+++ AVAILABLE DATA +++
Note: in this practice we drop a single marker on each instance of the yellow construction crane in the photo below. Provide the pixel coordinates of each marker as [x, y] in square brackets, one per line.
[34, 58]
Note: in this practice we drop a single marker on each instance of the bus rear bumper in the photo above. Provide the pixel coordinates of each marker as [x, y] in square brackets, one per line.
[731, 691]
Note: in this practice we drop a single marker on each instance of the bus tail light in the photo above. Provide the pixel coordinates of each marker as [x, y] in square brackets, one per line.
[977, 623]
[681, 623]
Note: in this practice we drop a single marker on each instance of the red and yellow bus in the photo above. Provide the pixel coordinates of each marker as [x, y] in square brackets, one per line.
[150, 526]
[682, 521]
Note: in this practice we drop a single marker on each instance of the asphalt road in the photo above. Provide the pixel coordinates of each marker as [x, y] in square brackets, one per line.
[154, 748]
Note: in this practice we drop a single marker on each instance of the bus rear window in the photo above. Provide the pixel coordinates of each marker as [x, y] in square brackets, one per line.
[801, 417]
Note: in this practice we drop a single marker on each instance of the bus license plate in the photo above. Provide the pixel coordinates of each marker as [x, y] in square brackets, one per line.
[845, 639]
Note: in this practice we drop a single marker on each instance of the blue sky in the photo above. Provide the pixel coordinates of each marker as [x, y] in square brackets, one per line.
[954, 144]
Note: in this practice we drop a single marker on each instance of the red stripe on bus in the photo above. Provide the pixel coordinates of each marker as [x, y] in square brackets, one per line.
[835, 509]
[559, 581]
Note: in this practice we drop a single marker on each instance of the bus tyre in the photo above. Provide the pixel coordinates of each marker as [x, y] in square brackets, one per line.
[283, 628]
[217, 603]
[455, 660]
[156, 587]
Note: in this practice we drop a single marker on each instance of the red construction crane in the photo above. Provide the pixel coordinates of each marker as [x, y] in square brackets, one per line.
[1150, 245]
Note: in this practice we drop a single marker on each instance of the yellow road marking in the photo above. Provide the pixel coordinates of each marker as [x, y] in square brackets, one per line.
+++
Each record should come back exactly as written.

• _EXERCISE RESULT_:
Note: in this practice we drop a single marker on each instance of the yellow construction crane in the photo below. Provide the pixel coordinates of each marker as [x, y] in square brackets, one per line.
[34, 58]
Note: in this practice we drop a single marker on each instance of the bus rear bumper in the photo above. Provide the pixel coordinates of each marker as [x, y] in square brackets, one per line.
[731, 691]
Note: in this practice we drop a single marker on each instance of the bus tail light in the photo above. Provide the pixel coordinates of each marker as [x, y] in square brackets, one per line.
[977, 623]
[681, 623]
Note: in this practice we drop a single marker on each instance of the red and yellow bus in the photo above. Provide the pixel coordinates of each marker as [x, y] in square brackets, one per line.
[150, 526]
[682, 521]
Note: in this practice we drop a single marker on each instance of the asphalt road in the photo above. Provide the pixel coordinates of each marker as [x, y] in square brackets, one per line.
[154, 748]
Note: in this practice we drop a single marker on each instance of the bus rear window in the photo above. Provide the pixel coordinates of each marker as [x, y] in square brackets, one per line.
[801, 417]
Note: in this practice we drop a single marker on each instance of the bus license plate in the photo above. Provide the pixel coordinates of each marker as [x, y] in square brackets, one per line.
[845, 639]
Note: in this practice we drop a single marker on each instance of the blue sky in the photo above. Provide the pixel coordinates of each marker as [x, y] in square brackets, one per line.
[954, 144]
Note: in this practice we drop a single marker on each instance of the red stripe on bus in the photo above. Provide the pixel coordinates of each marker as [x, y] in square brackets, one per line.
[835, 509]
[559, 581]
Note: in this practice we drop a single marker on each instance of the bus tyre in the photo above. Provide the pixel coordinates of each marker as [x, y] in square brackets, one per line.
[283, 628]
[217, 603]
[455, 660]
[156, 587]
Note: in this practice we drop a single marker on each instance of the red construction crane in the photo above. Provide the pixel coordinates of each marker as [x, y] in square brackets, one per line.
[1150, 245]
Note: in this practice we drop a single marker on each instance of the yellow road marking in the photo above. Provide the pixel coordinates of each marker as [x, y] in square brackets, one per line.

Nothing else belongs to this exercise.